*** DATA FOR THIS TASK

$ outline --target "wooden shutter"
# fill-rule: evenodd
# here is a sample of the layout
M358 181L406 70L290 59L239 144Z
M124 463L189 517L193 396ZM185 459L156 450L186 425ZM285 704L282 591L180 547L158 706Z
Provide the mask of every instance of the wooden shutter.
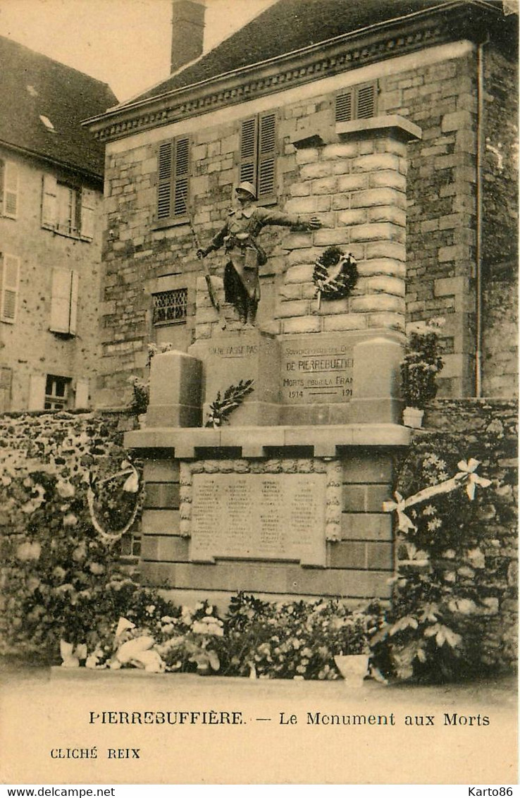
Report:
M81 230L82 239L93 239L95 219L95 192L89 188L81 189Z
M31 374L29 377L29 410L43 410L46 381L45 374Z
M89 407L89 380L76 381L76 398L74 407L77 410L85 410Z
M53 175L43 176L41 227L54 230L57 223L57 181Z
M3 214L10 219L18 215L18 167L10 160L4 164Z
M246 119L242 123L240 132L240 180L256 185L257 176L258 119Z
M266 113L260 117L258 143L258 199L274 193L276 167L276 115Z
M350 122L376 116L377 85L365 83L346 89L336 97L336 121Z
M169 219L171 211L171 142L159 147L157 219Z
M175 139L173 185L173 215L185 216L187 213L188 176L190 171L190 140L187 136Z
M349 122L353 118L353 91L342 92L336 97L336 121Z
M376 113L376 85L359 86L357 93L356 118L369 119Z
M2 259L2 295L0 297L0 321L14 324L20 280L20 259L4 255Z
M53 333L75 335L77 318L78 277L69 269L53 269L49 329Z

******
*** DATA FOR THIS TASK

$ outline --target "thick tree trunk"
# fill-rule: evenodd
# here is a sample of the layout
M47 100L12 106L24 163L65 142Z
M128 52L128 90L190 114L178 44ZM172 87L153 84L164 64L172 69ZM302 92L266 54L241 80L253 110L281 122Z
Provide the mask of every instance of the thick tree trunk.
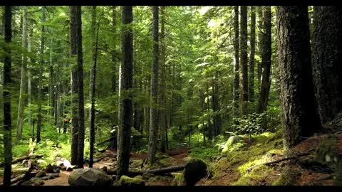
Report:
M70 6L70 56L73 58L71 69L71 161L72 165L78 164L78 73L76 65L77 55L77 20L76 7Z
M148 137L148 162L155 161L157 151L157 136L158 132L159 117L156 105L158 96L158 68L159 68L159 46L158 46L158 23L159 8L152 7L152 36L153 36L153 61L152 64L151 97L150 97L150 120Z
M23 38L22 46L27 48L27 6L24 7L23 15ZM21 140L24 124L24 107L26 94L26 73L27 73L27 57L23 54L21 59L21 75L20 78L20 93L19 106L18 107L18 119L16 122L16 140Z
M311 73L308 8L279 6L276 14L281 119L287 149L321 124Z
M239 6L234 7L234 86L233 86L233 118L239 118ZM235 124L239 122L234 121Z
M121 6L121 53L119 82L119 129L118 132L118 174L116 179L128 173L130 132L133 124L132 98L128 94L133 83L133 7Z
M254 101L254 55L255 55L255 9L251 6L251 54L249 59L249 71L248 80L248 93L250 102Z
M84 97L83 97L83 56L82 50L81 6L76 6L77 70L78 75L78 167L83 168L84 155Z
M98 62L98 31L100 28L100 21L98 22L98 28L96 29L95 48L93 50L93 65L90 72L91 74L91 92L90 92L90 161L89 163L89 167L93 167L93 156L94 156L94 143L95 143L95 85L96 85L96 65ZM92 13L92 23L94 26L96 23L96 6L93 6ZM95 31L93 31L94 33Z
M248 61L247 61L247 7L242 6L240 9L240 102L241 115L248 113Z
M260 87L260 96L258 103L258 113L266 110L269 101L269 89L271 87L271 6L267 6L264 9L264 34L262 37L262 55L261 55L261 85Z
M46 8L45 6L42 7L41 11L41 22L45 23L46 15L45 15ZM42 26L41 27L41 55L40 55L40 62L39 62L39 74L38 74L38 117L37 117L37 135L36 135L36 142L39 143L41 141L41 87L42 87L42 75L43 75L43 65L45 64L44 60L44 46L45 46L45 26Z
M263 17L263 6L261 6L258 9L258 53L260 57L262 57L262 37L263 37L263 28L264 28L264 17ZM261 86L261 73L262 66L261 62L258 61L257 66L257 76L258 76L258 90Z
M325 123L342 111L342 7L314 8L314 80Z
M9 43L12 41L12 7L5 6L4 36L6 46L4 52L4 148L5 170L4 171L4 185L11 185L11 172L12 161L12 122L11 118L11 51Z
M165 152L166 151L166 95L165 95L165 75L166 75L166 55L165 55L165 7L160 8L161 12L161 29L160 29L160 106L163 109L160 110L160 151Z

******

- **WORK TO DO**: Report, in full, every line of the items above that contains the word "mask".

- **RESULT**:
Provide the mask of every instance of the wooden shutter.
Provide the mask of every instance of the thick tree trunk.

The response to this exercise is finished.